* **The problem**
Please edit the listing from the line with "For full credit, report the bounding box of every stadium" to the line with "[366,77,417,91]", replacing "stadium stand" with "grandstand" and leaving everything else unchanged.

(Items listed in a dataset)
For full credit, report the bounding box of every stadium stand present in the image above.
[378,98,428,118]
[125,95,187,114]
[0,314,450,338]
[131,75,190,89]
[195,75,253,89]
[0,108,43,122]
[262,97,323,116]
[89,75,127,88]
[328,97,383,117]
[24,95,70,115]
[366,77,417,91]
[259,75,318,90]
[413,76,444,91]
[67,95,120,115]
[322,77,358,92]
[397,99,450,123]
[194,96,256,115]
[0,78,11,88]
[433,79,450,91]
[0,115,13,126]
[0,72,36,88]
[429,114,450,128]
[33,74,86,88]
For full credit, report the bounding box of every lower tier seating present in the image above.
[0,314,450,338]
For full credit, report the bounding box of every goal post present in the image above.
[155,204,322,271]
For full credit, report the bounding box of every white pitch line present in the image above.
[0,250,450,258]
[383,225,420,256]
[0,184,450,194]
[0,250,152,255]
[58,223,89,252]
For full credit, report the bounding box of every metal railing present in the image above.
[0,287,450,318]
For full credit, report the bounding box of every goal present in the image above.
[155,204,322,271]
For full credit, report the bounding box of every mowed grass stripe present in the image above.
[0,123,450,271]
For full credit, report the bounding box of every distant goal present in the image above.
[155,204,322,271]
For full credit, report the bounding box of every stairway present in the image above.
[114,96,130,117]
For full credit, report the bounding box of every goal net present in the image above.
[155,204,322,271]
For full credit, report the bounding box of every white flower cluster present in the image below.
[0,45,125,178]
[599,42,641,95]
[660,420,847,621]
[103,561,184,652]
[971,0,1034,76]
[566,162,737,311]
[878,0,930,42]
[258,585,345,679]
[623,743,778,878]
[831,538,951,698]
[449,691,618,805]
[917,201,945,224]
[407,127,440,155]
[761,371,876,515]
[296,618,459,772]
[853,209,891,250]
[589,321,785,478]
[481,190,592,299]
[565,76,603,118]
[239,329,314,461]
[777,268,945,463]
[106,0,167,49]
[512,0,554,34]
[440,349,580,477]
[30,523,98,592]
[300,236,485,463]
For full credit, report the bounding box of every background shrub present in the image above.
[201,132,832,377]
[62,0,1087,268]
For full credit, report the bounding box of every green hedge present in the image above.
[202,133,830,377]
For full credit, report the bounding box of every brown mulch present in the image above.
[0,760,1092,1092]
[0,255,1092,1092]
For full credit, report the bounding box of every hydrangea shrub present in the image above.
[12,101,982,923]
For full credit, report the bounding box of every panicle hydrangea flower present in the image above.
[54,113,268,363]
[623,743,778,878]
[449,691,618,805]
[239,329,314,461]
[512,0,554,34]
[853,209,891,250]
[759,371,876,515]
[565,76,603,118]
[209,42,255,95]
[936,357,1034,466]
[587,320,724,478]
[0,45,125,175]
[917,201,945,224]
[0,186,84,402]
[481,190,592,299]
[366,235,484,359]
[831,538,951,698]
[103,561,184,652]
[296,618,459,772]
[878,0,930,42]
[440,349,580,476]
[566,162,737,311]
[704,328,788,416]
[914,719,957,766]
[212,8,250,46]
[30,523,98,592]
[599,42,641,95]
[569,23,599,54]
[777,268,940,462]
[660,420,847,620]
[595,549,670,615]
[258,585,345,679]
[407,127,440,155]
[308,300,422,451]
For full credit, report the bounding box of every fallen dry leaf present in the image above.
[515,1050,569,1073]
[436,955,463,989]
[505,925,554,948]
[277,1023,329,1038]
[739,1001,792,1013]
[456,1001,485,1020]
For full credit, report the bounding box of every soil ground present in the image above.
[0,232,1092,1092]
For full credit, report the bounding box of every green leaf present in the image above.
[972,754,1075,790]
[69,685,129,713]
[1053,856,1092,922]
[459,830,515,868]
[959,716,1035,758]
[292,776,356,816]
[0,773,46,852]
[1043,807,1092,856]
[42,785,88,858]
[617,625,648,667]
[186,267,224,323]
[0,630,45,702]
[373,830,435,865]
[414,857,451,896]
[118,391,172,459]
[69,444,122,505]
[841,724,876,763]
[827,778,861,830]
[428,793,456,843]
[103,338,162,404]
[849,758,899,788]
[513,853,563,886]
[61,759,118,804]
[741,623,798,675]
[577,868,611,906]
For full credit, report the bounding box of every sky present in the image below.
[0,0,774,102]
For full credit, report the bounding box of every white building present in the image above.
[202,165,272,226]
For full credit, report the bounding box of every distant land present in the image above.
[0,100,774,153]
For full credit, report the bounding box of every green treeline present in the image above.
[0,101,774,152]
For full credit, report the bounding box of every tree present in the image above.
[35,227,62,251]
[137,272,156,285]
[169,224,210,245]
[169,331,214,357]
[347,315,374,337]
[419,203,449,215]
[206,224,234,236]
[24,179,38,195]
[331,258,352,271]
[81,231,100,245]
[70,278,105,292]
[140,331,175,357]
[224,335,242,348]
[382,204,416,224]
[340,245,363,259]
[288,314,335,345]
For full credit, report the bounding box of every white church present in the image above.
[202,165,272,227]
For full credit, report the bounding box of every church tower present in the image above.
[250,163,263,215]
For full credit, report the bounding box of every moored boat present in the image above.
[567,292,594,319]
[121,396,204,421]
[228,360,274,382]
==
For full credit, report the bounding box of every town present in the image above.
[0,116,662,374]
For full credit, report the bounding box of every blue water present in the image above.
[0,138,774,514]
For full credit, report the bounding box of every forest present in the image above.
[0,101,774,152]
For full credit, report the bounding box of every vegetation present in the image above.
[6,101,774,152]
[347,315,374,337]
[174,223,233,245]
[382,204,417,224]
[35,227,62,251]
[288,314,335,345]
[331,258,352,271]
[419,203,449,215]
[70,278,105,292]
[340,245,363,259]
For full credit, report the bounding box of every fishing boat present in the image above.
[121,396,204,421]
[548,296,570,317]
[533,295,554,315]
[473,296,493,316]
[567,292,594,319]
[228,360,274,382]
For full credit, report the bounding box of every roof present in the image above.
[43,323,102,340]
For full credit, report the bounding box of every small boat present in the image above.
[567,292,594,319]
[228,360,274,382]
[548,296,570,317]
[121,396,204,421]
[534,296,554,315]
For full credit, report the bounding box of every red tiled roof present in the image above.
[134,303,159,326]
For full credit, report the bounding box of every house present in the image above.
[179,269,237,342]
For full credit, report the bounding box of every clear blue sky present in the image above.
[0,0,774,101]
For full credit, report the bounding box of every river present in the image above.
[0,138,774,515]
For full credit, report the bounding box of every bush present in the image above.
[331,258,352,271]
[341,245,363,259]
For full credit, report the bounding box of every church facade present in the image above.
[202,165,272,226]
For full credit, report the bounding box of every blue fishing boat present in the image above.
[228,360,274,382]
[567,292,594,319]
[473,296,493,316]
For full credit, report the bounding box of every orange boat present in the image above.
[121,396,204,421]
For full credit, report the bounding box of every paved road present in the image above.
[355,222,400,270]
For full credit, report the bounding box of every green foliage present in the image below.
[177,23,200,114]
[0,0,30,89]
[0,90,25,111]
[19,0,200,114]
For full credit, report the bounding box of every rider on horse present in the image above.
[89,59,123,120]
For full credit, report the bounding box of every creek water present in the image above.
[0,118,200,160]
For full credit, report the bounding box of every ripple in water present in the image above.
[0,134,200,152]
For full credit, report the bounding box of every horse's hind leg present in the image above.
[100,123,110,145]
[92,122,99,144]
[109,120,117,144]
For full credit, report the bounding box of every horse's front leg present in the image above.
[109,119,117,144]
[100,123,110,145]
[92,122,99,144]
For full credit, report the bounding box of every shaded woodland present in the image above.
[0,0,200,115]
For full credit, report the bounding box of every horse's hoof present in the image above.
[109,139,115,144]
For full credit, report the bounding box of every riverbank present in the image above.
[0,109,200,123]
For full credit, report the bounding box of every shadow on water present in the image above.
* * *
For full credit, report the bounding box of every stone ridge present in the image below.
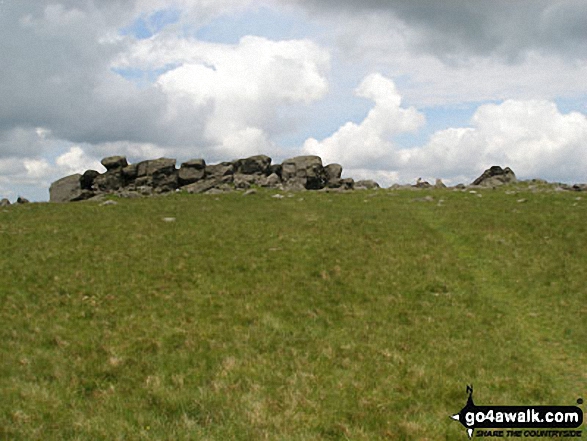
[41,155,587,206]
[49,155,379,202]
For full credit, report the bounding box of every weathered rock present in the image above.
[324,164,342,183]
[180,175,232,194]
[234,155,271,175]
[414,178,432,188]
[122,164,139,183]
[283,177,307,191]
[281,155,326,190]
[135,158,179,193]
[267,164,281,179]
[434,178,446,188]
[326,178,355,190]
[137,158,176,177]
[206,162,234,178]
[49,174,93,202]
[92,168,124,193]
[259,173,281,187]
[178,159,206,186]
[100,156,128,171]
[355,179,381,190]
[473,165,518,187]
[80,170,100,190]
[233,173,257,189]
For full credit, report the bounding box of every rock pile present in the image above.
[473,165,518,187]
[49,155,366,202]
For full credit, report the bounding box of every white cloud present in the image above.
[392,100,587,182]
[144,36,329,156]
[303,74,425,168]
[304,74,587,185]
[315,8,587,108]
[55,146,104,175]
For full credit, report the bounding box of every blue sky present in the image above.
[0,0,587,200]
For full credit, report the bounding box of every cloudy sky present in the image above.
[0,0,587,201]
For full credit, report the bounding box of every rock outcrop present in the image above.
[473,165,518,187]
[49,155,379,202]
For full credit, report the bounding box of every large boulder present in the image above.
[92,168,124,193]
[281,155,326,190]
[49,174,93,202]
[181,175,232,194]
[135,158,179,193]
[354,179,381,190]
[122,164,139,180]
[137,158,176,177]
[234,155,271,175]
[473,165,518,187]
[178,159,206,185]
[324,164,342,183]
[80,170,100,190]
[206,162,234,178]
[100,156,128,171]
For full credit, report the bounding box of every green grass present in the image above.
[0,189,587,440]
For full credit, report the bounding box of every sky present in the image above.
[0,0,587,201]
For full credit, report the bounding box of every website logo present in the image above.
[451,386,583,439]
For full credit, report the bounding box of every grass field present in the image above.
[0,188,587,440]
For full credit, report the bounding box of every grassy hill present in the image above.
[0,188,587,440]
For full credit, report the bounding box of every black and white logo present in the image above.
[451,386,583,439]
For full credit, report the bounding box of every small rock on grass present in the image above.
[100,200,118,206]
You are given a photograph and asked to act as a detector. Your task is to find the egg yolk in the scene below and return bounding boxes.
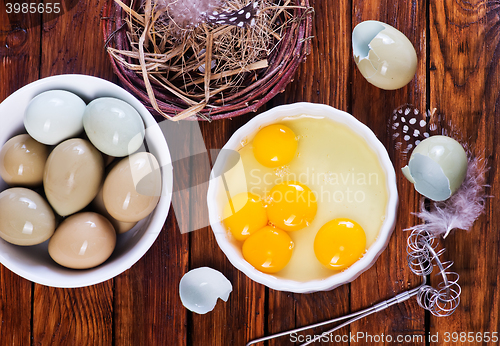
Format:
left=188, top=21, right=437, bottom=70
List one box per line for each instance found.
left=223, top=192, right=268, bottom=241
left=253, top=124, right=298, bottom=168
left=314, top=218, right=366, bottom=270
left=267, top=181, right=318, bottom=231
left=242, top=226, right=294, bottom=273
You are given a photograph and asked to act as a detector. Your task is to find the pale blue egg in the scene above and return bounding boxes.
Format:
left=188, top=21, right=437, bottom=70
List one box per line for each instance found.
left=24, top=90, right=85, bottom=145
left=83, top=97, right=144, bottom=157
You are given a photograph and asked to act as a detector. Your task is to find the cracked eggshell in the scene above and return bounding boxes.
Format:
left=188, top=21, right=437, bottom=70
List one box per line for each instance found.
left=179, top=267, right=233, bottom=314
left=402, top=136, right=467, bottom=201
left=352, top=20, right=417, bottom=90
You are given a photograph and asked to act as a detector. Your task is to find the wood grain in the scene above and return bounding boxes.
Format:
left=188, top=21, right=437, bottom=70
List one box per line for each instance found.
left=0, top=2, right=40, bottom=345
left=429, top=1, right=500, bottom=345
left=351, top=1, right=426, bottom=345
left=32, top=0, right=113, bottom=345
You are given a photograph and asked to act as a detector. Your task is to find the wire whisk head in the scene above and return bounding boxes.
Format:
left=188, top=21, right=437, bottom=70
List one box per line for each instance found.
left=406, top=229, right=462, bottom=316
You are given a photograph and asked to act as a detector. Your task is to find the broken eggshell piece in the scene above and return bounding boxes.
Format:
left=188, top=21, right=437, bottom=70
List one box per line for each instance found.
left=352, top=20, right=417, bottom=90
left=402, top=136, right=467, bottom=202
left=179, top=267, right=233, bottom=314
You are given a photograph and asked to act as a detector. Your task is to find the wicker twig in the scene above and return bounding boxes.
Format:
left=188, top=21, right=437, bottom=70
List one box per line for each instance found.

* **Result of the exercise**
For full credit, report the bounding box of every grandstand present in the image above.
[378,98,428,118]
[125,95,187,114]
[0,314,450,338]
[131,75,190,89]
[195,75,253,89]
[0,108,43,122]
[262,97,323,116]
[89,75,127,88]
[328,97,383,117]
[24,95,70,115]
[366,77,417,91]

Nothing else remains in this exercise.